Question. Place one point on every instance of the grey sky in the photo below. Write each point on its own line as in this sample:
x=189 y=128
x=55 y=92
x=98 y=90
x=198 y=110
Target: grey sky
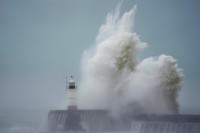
x=41 y=41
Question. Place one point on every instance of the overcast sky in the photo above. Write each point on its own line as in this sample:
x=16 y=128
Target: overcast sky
x=41 y=41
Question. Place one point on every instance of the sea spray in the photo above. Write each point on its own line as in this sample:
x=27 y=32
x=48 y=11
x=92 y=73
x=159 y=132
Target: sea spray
x=114 y=78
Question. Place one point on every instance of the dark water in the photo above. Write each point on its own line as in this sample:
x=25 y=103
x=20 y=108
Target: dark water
x=26 y=121
x=35 y=121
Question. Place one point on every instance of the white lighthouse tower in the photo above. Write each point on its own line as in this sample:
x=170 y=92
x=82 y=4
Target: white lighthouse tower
x=71 y=94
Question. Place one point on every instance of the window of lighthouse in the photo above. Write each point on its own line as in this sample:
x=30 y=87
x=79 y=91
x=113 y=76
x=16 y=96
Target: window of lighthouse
x=71 y=85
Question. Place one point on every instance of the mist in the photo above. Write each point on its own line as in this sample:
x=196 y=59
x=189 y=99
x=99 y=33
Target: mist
x=114 y=78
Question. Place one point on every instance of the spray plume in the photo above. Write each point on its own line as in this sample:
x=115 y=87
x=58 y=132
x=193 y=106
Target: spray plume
x=114 y=78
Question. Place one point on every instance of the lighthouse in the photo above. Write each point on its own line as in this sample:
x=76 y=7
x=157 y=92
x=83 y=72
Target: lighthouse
x=71 y=94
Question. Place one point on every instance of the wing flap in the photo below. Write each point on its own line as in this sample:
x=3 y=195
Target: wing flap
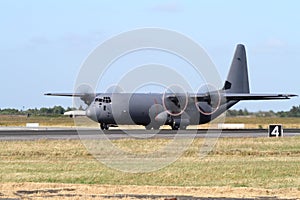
x=245 y=96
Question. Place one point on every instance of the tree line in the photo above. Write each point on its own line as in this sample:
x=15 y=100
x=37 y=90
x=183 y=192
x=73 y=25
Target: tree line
x=59 y=110
x=293 y=112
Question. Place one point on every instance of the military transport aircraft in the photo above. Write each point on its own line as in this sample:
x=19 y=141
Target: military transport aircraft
x=175 y=109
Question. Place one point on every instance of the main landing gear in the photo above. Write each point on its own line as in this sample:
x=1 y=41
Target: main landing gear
x=104 y=126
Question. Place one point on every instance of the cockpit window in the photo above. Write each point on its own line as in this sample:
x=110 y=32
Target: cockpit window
x=104 y=99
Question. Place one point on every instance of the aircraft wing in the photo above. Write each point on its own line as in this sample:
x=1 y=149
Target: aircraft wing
x=66 y=94
x=245 y=96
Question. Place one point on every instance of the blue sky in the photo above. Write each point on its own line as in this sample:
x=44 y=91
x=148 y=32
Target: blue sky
x=44 y=43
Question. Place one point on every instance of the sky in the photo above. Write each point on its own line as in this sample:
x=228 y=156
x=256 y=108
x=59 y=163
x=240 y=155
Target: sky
x=44 y=43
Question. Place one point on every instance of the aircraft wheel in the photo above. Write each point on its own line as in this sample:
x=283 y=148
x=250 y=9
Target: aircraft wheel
x=104 y=126
x=175 y=127
x=148 y=127
x=156 y=127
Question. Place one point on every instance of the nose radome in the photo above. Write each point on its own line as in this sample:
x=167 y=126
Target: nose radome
x=91 y=112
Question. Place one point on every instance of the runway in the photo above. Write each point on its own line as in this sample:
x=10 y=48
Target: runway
x=7 y=134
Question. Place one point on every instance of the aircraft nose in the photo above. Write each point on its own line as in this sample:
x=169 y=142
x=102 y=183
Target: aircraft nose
x=92 y=113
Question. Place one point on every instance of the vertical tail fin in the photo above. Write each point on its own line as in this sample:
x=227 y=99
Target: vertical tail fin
x=237 y=79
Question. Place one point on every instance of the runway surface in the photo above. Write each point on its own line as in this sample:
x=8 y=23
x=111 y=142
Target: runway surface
x=73 y=134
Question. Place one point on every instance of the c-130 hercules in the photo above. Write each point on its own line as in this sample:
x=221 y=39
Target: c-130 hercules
x=153 y=110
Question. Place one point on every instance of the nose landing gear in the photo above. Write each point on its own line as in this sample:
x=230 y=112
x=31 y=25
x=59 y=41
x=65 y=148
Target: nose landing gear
x=104 y=126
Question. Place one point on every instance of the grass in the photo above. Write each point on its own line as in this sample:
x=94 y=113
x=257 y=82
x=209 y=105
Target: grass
x=250 y=122
x=235 y=162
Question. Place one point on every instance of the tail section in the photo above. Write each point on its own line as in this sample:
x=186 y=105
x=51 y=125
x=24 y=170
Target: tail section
x=237 y=79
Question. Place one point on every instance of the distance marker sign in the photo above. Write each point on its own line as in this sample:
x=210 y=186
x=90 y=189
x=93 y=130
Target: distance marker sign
x=275 y=130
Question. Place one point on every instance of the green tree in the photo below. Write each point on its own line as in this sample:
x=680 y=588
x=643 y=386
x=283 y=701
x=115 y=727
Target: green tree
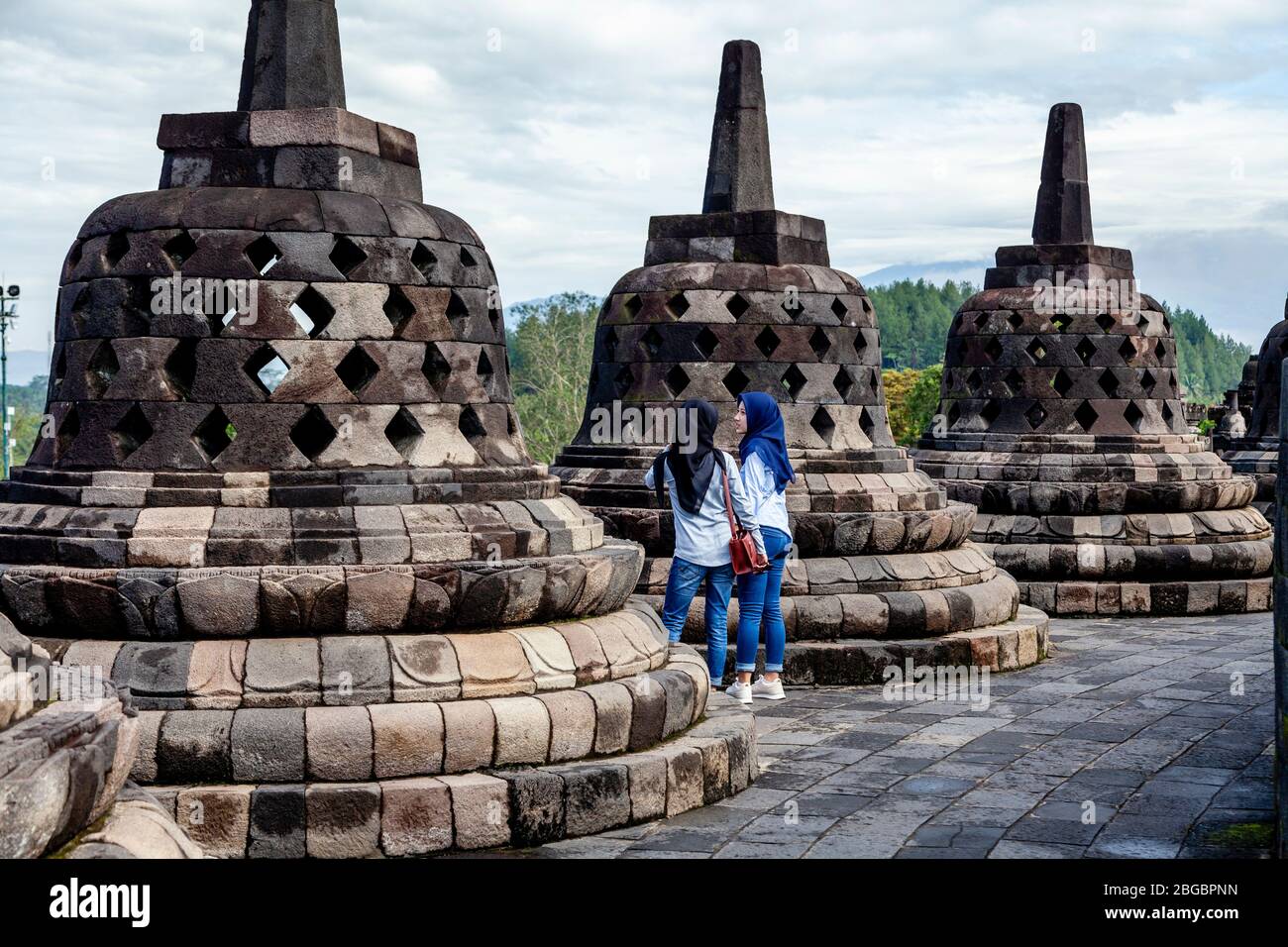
x=552 y=347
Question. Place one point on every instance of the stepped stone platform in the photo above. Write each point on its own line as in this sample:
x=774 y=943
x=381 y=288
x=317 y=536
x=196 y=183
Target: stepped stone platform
x=1254 y=451
x=67 y=742
x=1061 y=419
x=300 y=525
x=742 y=298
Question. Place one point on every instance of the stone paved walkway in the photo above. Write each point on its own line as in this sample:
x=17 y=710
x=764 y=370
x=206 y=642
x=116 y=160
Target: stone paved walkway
x=1134 y=716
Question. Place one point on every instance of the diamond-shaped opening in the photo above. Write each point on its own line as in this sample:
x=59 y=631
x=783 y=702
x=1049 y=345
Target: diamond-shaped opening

--------------------------------------------------

» Aim of the task
Return each line above where the word "shaped" shows up.

» Output of the task
Question. Place one point on every instance of the diamond-shaped opening in the photo above. Write each point on its own line as in this sample:
Target: diamond-shaped opening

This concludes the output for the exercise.